(Dataset excerpts on object pointing)

···

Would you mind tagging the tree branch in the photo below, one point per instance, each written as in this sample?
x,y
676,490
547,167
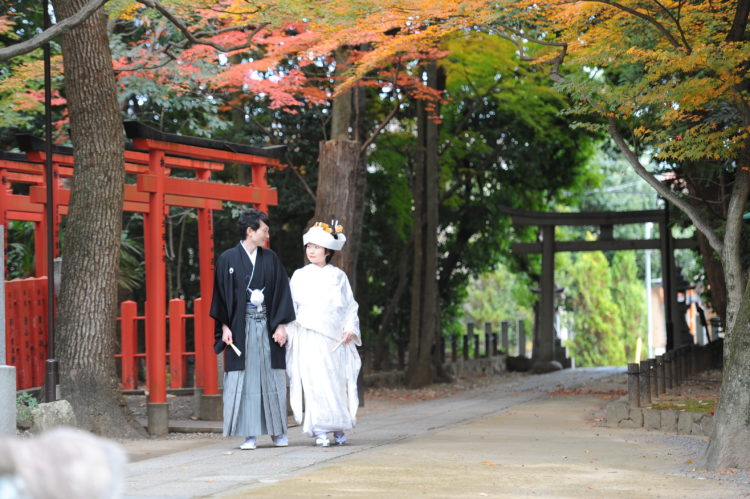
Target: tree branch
x,y
739,25
51,33
556,62
193,38
664,31
700,223
677,23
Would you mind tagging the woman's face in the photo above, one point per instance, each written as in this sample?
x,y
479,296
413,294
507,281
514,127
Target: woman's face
x,y
316,254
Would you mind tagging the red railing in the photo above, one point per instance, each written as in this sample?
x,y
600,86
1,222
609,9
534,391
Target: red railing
x,y
26,338
132,350
26,329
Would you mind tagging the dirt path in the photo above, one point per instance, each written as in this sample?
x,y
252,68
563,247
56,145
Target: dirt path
x,y
503,440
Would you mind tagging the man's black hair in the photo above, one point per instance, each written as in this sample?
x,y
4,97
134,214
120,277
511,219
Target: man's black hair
x,y
251,219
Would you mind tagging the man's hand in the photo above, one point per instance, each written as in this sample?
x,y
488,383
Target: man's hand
x,y
226,334
279,336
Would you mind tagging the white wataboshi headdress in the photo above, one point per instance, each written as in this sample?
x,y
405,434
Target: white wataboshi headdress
x,y
325,235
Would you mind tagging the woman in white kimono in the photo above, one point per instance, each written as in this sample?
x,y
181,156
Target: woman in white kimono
x,y
322,358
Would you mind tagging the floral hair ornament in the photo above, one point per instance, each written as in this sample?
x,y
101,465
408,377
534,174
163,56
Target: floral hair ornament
x,y
329,236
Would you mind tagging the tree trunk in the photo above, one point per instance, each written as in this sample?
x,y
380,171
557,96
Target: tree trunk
x,y
381,348
425,316
88,294
729,446
341,178
708,196
340,196
731,257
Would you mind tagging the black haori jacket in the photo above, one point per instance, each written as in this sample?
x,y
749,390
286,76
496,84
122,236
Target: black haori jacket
x,y
233,269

···

■ **Problem**: Format all of the material above as a numbered list with blank lines omitted, and leave the pictures out of your answer.

■ **Task output**:
1. Would you mind tagging the tree branch in the photo below, one point per instance, each written as in this sample?
2. x,y
3. 676,490
4. 547,167
5. Target: tree branch
6. x,y
7. 739,25
8. 51,33
9. 556,62
10. 193,38
11. 664,31
12. 700,223
13. 677,23
14. Would you mind tagging the woman's face in the photo above, one point per instance, each written as in this sample?
15. x,y
16. 479,296
17. 413,294
18. 507,281
19. 514,127
20. Target: woman's face
21. x,y
22. 316,254
23. Would you mind tagging the red railing in the photo above, one point per instance, each written as in this sample?
24. x,y
25. 600,86
26. 1,222
27. 609,9
28. 534,391
29. Target: red railing
30. x,y
31. 26,338
32. 132,350
33. 26,329
34. Would you mind tagging the dirt path in the photo above, one point per instance, each written as in this sample?
35. x,y
36. 252,68
37. 563,247
38. 56,145
39. Target: dirt path
40. x,y
41. 503,440
42. Would you mind tagging the man's black hair in the photo above, one point per instance, each written as in this sample?
43. x,y
44. 4,97
45. 134,214
46. 120,277
47. 511,219
48. Target: man's black hair
49. x,y
50. 251,219
51. Would you mind tagging the man's hand in the photo above, one point per instance, each written as in this sample?
52. x,y
53. 488,383
54. Target: man's hand
55. x,y
56. 226,334
57. 279,336
58. Would you mind tagging the white wataboshi headdress in the photo above, one point per instance, each written as in this sample?
59. x,y
60. 405,434
61. Target: white wataboshi headdress
62. x,y
63. 325,235
64. Would you mind tagging the woman in white kimono in the photo above, one point per instance, each written as in this sample?
65. x,y
66. 181,156
67. Target: woman in white kimono
68. x,y
69. 322,358
70. Would you mind tagging the floral hair ornament in the photo above, one point per instance, each written as in this sample?
71. x,y
72. 101,465
73. 408,377
74. 534,174
75. 163,56
76. Target: floral hair ornament
77. x,y
78. 329,236
79. Would you mind tagging the tree trunk in the photo above, one point per instance, each written as in this sample?
80. x,y
81. 380,171
82. 557,96
83. Target: tree trunk
84. x,y
85. 381,348
86. 425,316
87. 88,294
88. 729,446
89. 341,178
90. 708,196
91. 340,196
92. 731,257
93. Would you mind tagging the black haori jacket in the photo above, one point per instance, each written as in this sample?
94. x,y
95. 749,390
96. 286,76
97. 496,84
98. 122,236
99. Target: black haori jacket
100. x,y
101. 233,269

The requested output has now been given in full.